[Ejercicios]:
- 1) Reescribe como lista breve el párrafo del artículo sobre las elecciones catalanas que empieza por "Que el TSJC haya dejado en suspenso" y conserva sus datos principales.
- 2) Copia literalmente el fragmento del artículo sobre las elecciones catalanas que va desde "El ejecutivo no" hasta "de la Generalitat.", ambos incluidos.

[Texto proporcionado]:
● ● ● ● ●
Elecciones inaplazables

A estas alturas, mientras escribo este artículo, Catalunya tiene un Gobierno provisional, sin presidente y con un control parlamentario raquítico vía Diputación Permanente. Un Gobierno que, a pesar de esta situación, se ha visto obligado a prorrogar medidas que limitan la libertad de empresa, el derecho a reunión y la libertad de movimientos para intentar reducir contagios de Covid-19, evitar la saturación hospitalaria y minimizar los muertos . Como no podía ser de otro modo, este Gobierno no sabe ni morirse.

Que el TSJC haya dejado en suspenso el decreto de suspensión de la convocatoria electoral es normal. Es normal porque las elecciones, de hecho, no las convocó el Gobierno, sino que fueron resultado de los plazos legalmente establecidos cuando deja de haber presidente y no se consigue invertir otro. Que la legislación contemple estos plazos automáticos es precisamente para evitar que los gobiernos se eternicen, asegurando de facto la democracia.

El ejecutivo no puede decidir no convocar elecciones. Llega un punto en que las elecciones se convocan de forma automática. Poder decidir la fecha concreta de las elecciones considerando la evolución de la pandemia es una buena idea para intentar minimizar el posible impacto sobre la salud pública y asegurar la tranquilidad de todos a la hora de ir a votar. Pero Junts y ERC decidieron renunciar a la potestad de convocar elecciones (probablemente el elemento de poder más efectivo del que puede disponer un presidente de la Generalitat). Era más importante permitir que el presidente Torra pudiera terminar su legislatura intentando hacernos creer que es un mártir de la causa independentista por no retirar a tiempo una pancarta del balcón del Palau de la Generalitat.

También era importante que el partido del presidente, Junts, se reordenase e hiciese todo su proceso de primarias para decidir candidatos. Así pues, para preservar los intereses particulares de Torra y de Junts, quien acabará decidiendo la fecha de las elecciones será el TSJC.

Ante este último ridículo de nuestro Gobierno, la maquinaria de los dos partidos se ha puesto en marcha. Hay dos versiones. En primer lugar la del juntismo, que, con su legendaria capacidad de sacudirse las pulgas sobre todo lo que pasa en el Gobierno, atribuyó el fracaso a ERC. Olvidan, o lo hacen ver, que la maniobra de Torra es también responsabilidad suya y que el gabinete jurídico de la Generalitat que ha asesorado en la redacción del decreto de suspensión depende de la consejería de Presidencia, en manos de Meritxell Budó. La segunda versión de argumentarios para intentar justificar las medidas cautelares del TSJC es hablar de 155 encubierto (véase el tuit de Oriol Junqueras del 19 de enero). Ahora resultará que cualquier decisión de cualquier tribunal contra decisiones de la Generalitat será un ataque a la democracia y el autogobierno, como si pudiera actuar al margen de la ley y sin control por parte de los tribunales porque España es muy mala.
● ● ● ● ●
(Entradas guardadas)

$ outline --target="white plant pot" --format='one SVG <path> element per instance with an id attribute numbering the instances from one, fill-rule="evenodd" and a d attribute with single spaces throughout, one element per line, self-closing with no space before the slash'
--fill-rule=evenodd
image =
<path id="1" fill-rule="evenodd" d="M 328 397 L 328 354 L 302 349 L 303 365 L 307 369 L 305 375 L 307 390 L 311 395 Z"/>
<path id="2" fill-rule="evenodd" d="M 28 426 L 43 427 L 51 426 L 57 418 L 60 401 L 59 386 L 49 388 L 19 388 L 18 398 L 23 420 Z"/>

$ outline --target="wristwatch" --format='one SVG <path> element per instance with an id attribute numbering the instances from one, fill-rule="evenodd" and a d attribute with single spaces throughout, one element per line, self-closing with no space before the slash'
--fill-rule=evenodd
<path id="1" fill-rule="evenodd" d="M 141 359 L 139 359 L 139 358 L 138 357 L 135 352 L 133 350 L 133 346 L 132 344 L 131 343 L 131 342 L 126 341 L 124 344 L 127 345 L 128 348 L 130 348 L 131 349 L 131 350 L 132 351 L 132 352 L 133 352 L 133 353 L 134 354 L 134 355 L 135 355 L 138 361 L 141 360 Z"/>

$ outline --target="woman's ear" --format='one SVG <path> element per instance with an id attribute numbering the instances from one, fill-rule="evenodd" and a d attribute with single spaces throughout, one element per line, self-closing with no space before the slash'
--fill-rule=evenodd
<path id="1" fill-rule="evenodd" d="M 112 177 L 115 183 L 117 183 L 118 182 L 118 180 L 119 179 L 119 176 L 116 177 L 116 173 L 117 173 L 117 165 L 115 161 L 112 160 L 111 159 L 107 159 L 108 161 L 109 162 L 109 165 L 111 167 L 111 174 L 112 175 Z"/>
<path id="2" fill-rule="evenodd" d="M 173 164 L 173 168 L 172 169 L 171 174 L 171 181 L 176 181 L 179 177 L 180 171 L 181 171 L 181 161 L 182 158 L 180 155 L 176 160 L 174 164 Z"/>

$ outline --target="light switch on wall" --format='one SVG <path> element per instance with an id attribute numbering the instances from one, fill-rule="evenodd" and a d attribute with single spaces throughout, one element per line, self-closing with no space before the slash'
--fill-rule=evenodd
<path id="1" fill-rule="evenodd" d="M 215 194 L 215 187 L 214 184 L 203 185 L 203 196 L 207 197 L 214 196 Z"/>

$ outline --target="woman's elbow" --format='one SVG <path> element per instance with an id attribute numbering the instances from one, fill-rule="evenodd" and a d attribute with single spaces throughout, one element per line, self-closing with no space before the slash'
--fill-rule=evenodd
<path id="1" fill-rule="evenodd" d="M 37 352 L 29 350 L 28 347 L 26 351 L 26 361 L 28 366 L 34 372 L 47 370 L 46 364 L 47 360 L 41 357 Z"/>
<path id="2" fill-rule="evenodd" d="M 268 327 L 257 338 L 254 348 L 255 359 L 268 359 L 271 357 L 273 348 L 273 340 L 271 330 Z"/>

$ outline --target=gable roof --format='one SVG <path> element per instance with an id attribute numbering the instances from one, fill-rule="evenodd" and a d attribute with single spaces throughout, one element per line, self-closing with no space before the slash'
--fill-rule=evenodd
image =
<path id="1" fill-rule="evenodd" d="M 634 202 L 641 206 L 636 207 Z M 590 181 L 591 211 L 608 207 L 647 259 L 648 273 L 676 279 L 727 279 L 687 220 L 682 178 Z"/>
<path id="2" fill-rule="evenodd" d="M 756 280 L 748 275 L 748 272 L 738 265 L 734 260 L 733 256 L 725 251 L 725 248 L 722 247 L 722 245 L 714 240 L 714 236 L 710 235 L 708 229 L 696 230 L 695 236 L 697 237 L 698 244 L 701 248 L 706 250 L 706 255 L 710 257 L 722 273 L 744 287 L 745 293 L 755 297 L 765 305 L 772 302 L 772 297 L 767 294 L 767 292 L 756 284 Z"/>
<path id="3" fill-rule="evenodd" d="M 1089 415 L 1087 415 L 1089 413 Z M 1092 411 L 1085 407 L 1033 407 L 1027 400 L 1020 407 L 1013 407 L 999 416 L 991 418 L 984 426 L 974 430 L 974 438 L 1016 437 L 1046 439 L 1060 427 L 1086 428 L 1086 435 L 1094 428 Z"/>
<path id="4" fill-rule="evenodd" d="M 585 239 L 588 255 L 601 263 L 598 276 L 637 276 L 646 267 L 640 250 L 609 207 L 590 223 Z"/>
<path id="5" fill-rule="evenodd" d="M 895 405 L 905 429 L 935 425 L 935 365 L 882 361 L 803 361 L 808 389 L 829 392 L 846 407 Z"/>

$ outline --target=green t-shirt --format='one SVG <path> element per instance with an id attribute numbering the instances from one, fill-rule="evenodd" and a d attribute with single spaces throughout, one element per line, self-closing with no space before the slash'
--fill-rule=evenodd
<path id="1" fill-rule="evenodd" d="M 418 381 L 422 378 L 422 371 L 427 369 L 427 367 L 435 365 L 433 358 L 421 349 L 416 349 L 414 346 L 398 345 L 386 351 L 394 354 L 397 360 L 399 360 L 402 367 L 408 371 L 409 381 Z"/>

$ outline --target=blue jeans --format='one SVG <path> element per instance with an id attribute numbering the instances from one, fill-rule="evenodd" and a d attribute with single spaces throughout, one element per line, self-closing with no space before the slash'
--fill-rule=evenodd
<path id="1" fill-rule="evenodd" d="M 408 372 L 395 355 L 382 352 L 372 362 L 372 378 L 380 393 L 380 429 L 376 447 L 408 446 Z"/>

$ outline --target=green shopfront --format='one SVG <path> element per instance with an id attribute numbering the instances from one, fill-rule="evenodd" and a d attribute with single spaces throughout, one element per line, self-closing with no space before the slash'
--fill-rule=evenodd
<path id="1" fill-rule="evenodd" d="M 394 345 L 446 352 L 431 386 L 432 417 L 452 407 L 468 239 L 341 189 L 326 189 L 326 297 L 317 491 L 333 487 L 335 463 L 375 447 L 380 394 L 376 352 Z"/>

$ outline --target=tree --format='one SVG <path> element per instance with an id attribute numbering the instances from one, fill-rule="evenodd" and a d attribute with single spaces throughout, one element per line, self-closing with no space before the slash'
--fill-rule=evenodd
● ● ● ● ●
[Soluciones por tarea]:
- 1)
- Es normal que el TSJC haya dejado en suspenso el decreto que suspendía la convocatoria electoral.
- Las elecciones no las convocó el Gobierno. Son el resultado de los plazos legales que se aplican cuando no hay presidente y no se consigue elegir a otro.
- Estos plazos automáticos existen para evitar que los gobiernos se eternicen y así asegurar la democracia.

- 2)
El ejecutivo no puede decidir no convocar elecciones. Llega un punto en que las elecciones se convocan de forma automática. Poder decidir la fecha concreta de las elecciones considerando la evolución de la pandemia es una buena idea para intentar minimizar el posible impacto sobre la salud pública y asegurar la tranquilidad de todos a la hora de ir a votar. Pero Junts y ERC decidieron renunciar a la potestad de convocar elecciones (probablemente el elemento de poder más efectivo del que puede disponer un presidente de la Generalitat). Era más importante permitir que el presidente Torra pudiera terminar su legislatura intentando hacernos creer que es un mártir de la causa independentista por no retirar a tiempo una pancarta del balcón del Palau de la Generalitat.